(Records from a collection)

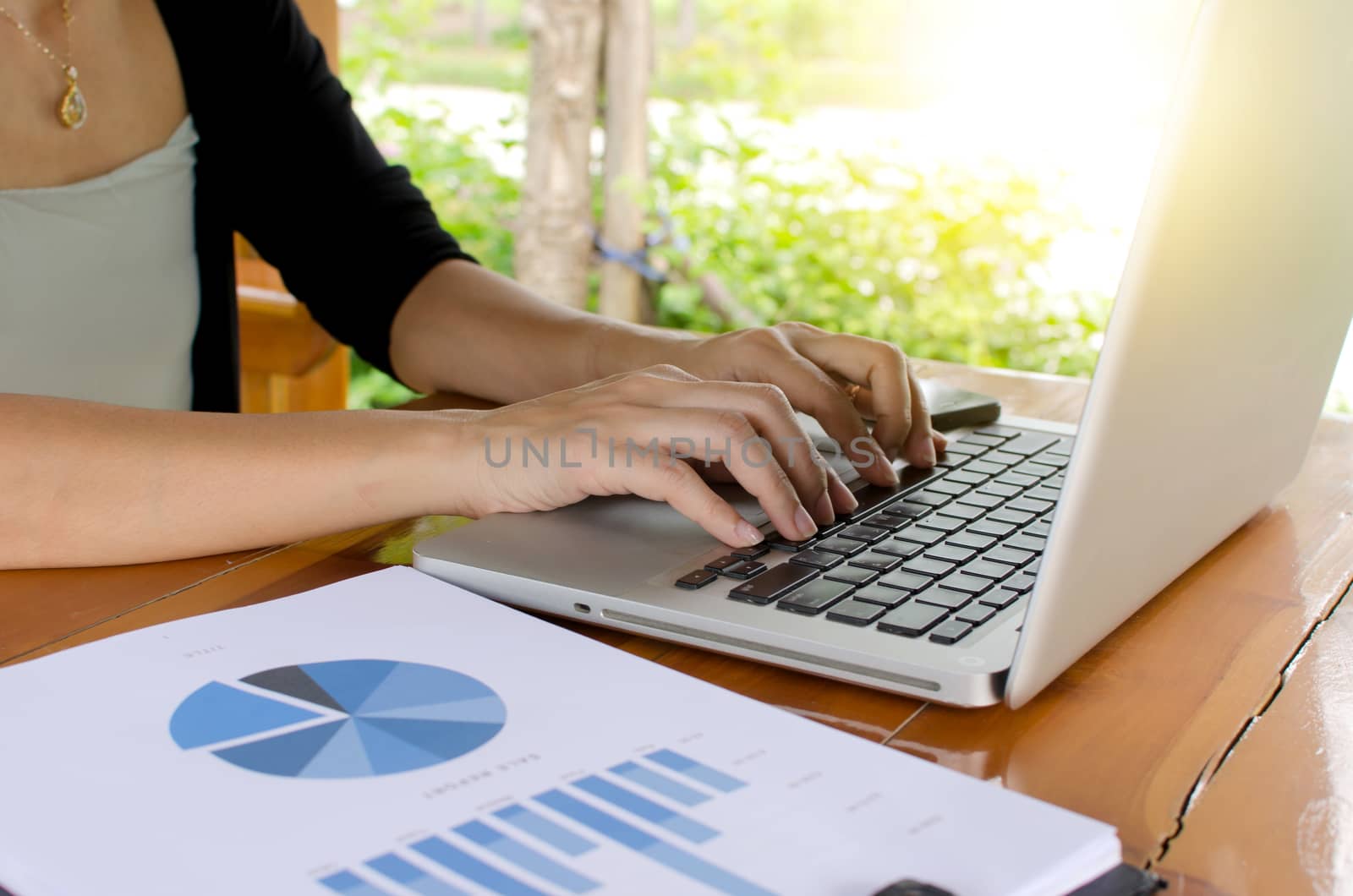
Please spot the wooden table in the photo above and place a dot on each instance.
(1214, 729)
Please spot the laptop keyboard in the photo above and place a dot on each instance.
(949, 551)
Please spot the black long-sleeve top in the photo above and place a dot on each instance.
(283, 160)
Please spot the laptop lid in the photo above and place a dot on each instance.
(1229, 322)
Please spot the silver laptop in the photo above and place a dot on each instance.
(985, 578)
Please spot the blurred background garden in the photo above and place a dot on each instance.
(957, 176)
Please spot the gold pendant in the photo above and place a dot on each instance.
(72, 112)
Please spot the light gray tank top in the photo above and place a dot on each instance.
(99, 290)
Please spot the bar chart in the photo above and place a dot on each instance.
(534, 846)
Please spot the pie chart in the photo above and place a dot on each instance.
(340, 719)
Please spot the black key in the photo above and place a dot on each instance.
(911, 620)
(897, 547)
(1028, 444)
(846, 547)
(976, 614)
(852, 576)
(1028, 505)
(877, 562)
(773, 583)
(818, 560)
(947, 461)
(697, 578)
(813, 598)
(904, 509)
(942, 597)
(987, 570)
(1039, 470)
(927, 566)
(906, 581)
(865, 533)
(885, 522)
(1008, 555)
(1000, 489)
(856, 612)
(876, 593)
(972, 540)
(985, 501)
(1005, 432)
(945, 526)
(965, 448)
(967, 583)
(999, 597)
(951, 553)
(873, 497)
(919, 535)
(950, 631)
(781, 543)
(965, 512)
(1011, 516)
(1027, 543)
(987, 527)
(744, 570)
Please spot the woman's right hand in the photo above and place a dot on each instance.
(651, 434)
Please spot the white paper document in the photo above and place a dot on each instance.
(394, 735)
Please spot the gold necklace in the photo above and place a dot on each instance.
(72, 112)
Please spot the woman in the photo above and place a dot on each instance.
(139, 134)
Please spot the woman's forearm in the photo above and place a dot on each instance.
(467, 329)
(85, 484)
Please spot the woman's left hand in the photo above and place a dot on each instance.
(836, 378)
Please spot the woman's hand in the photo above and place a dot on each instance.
(832, 376)
(647, 434)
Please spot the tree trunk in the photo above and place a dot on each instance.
(480, 22)
(554, 236)
(628, 65)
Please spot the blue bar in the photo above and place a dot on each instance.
(676, 860)
(543, 828)
(656, 783)
(697, 770)
(413, 877)
(349, 884)
(646, 808)
(524, 857)
(467, 865)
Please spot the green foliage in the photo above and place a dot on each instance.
(949, 265)
(946, 263)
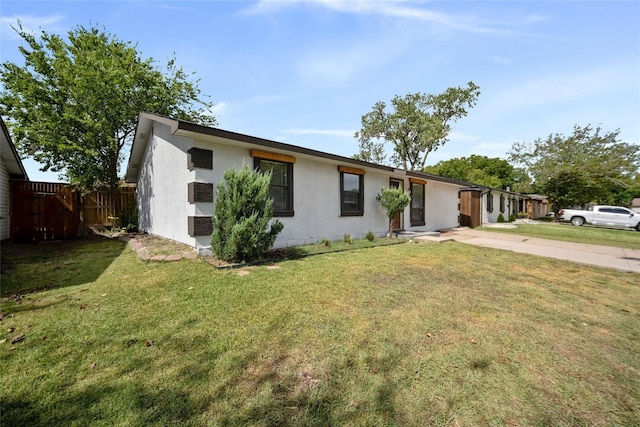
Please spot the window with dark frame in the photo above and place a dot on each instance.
(417, 204)
(281, 188)
(351, 194)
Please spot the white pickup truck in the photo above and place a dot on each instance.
(606, 216)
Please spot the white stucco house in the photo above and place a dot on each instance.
(11, 167)
(177, 166)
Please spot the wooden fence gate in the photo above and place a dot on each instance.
(470, 202)
(54, 211)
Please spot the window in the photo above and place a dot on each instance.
(351, 191)
(417, 204)
(281, 188)
(489, 202)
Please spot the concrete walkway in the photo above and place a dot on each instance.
(596, 255)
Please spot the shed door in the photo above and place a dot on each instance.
(470, 208)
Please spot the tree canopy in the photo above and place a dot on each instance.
(73, 105)
(491, 172)
(588, 166)
(417, 125)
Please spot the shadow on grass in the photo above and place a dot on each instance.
(29, 267)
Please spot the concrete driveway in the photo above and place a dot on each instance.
(596, 255)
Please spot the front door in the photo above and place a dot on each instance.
(396, 221)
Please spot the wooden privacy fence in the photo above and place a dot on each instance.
(53, 211)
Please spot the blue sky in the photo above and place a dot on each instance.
(304, 72)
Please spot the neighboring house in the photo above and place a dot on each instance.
(507, 203)
(177, 166)
(483, 205)
(10, 168)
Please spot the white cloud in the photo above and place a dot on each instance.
(30, 23)
(560, 88)
(337, 133)
(500, 60)
(394, 9)
(219, 108)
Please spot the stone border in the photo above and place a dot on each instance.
(143, 253)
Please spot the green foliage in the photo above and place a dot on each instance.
(394, 201)
(73, 105)
(418, 125)
(482, 170)
(242, 215)
(587, 166)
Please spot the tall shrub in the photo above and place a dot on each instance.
(243, 229)
(393, 200)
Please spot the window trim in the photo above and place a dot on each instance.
(258, 157)
(360, 174)
(424, 204)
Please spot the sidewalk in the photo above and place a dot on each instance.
(596, 255)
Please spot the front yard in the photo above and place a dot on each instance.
(410, 334)
(586, 234)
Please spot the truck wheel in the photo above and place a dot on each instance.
(577, 221)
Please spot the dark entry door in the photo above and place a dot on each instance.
(397, 221)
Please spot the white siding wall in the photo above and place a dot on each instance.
(5, 204)
(164, 207)
(441, 208)
(163, 185)
(509, 207)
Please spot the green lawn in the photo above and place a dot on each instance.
(411, 334)
(567, 232)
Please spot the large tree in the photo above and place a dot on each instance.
(417, 125)
(588, 166)
(73, 104)
(489, 171)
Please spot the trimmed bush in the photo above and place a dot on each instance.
(243, 213)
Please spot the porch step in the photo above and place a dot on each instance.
(417, 233)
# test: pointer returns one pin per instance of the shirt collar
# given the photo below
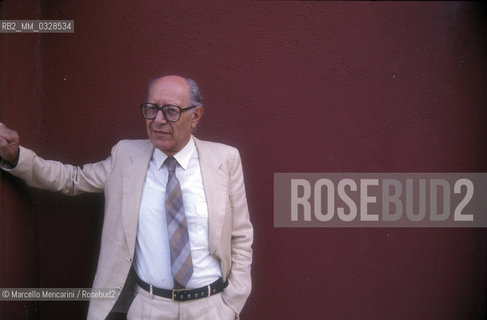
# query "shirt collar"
(183, 156)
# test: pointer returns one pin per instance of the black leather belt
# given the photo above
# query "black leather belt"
(184, 294)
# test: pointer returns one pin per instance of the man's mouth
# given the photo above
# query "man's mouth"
(160, 131)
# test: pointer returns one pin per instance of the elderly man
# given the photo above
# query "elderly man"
(176, 239)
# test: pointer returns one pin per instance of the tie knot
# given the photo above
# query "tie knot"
(171, 164)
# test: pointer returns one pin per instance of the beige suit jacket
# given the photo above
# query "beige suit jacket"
(121, 177)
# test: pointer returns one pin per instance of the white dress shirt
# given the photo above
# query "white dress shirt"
(152, 252)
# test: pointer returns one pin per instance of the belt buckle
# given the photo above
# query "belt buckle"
(173, 293)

* Task instructions
None of the pictures should be copied, but every record above must be returned exactly.

* Exercise response
Please spot the wooden table in the photo above and place a dot on each instance.
(1214, 729)
Please spot the laptop keyboard in the photo above and place a dot on each instance.
(949, 551)
Please spot the black long-sleeve top in the photo above and place a dot on each instance.
(283, 160)
Please spot the laptop lid in the photo above and place a dot on each instance.
(1229, 322)
Please spot the silver laptop in the photo above and place a dot on each instance.
(985, 578)
Please spot the blurred background garden in the photo above and place a dot on each instance.
(957, 176)
Please spot the gold pendant in the photo above and place a dot on each instance.
(72, 112)
Please spot the light gray tank top in the photo above and place a dot on each instance.
(99, 290)
Please spot the bar chart in the photo above and place a dot on each instance.
(534, 846)
Please spot the pie chart in the photo above and place a dot on each instance.
(340, 719)
Please spot the black key in the photo above and place a dot on each instance.
(911, 620)
(897, 547)
(1028, 444)
(846, 547)
(976, 614)
(852, 576)
(1028, 505)
(877, 562)
(773, 583)
(818, 560)
(947, 461)
(697, 578)
(813, 598)
(904, 509)
(942, 597)
(987, 570)
(1039, 470)
(927, 566)
(906, 581)
(865, 533)
(885, 522)
(1008, 555)
(1000, 489)
(856, 612)
(876, 593)
(972, 540)
(985, 501)
(1005, 432)
(945, 526)
(965, 448)
(967, 583)
(999, 597)
(951, 553)
(873, 497)
(919, 535)
(950, 631)
(781, 543)
(965, 512)
(1011, 516)
(1027, 543)
(987, 527)
(744, 570)
Please spot the woman's right hand in the photo above and place a dot on each instance.
(651, 434)
Please spot the white paper document in the photo above and place a dot on each instance.
(394, 735)
Please spot the gold necklace in the photo above and place a dot on each instance.
(72, 112)
Please spot the woman in the photo above and place a dot on each instance.
(139, 134)
Please spot the woman's forearm in the photo above and place a dot on each instance.
(467, 329)
(85, 484)
Please spot the woman's left hand in the photo above and place a dot on each instance.
(836, 378)
Please spot the woman's hand in the photo above and place a dot on each instance.
(832, 376)
(647, 434)
Please spot the tree trunk in the photo above and place a dot on each instance.
(480, 22)
(554, 236)
(628, 65)
Please spot the blue bar in the photo above and place a dot on each instance.
(676, 860)
(543, 828)
(656, 783)
(697, 770)
(413, 877)
(349, 884)
(646, 808)
(524, 857)
(467, 865)
Please spot the green foliage in the photo above and place a dot on each instance.
(949, 265)
(946, 263)
Please spot the window with dark frame in the photo above and place a dot on each instance.
(417, 204)
(281, 188)
(351, 194)
Please spot the white pickup truck in the photo above and place a dot on each instance.
(606, 216)
Please spot the white stucco house in the photo above and place a dot on each instance.
(11, 167)
(177, 166)
Please spot the wooden fence gate in the photo above and place a dot on each instance.
(470, 202)
(54, 211)
Please spot the window in the photo above and place a dot on each instance.
(351, 191)
(417, 204)
(281, 188)
(489, 202)
Please spot the concrete walkway in the photo above and place a dot on each instance.
(596, 255)
Please spot the shed door in the photo above and place a dot on each instance.
(470, 208)
Please spot the tree canopy in the photo above and place a dot on each instance.
(73, 105)
(491, 172)
(588, 166)
(417, 125)
Please spot the shadow on grass in the photo above and place a dot on each instance.
(29, 267)
Please spot the concrete driveway in the photo above and place a dot on each instance.
(596, 255)
Please spot the front door in the photo above and place a dot on each instance.
(396, 221)
Please spot the wooden privacy fence in the photo above and place a dot on each instance.
(53, 211)
Please spot the blue sky in the photo above and place a dot on each instance.
(304, 72)
Please spot the neighboring house in the photo above and place a dot on each instance.
(507, 203)
(177, 166)
(483, 205)
(10, 168)
Please spot the white cloud in the photo above and place a dot on each instance.
(30, 23)
(560, 88)
(337, 133)
(500, 60)
(394, 9)
(219, 108)
Please spot the stone border in the photo above and place a dot on each instance.
(143, 253)
Please spot the green foliage in the photo above and place a dot on each instance.
(394, 201)
(73, 105)
(418, 125)
(482, 170)
(242, 215)
(587, 166)
Please spot the tall shrub in the photo above and place a dot on each instance.
(243, 229)
(393, 200)
Please spot the window trim in the photo above and place a dot on each instance.
(258, 157)
(360, 174)
(424, 204)
Please spot the sidewalk in the photo above and place a dot on each instance.
(596, 255)
Please spot the front yard in the photo above and place a dot on each instance.
(410, 334)
(586, 234)
Please spot the truck wheel in the photo above and place a dot on each instance.
(577, 221)
Please spot the dark entry door in the photo above and place a dot on each instance.
(397, 221)
Please spot the white siding wall in the photo above and place a dot on each instance.
(5, 204)
(164, 207)
(441, 208)
(163, 185)
(509, 207)
Please spot the green lawn in the photo above and place a dot on each instance.
(411, 334)
(567, 232)
Please spot the large tree in the photo above and place a dot on each instance.
(417, 125)
(588, 166)
(73, 104)
(489, 171)
Please spot the trimmed bush in the photo above and place a dot on each instance.
(243, 213)
Please spot the porch step in the photo above and place a dot on each instance.
(417, 233)
# test: pointer returns one pin per instance of the shirt collar
# given the photo below
# query "shirt collar"
(183, 156)
# test: pointer returns one pin per instance of the black leather belt
# given the photo above
# query "black leather belt"
(184, 294)
# test: pointer returns one pin per instance of the man's mouth
# given the photo above
# query "man's mouth"
(160, 131)
# test: pointer returns one pin per instance of the elderly man
# given the photo above
# query "elderly man"
(176, 239)
# test: pointer returns one pin per instance of the tie knot
# given the photo above
# query "tie knot"
(171, 164)
# test: pointer returns one pin per instance of the beige suit jacket
# given the photo above
# query "beige suit jacket"
(121, 177)
# test: pointer returns one pin per instance of the white dress shirt
# given the photo above
# query "white dress shirt"
(152, 252)
# test: pointer returns one pin per instance of the belt buckle
# given the photo above
# query "belt buckle"
(173, 293)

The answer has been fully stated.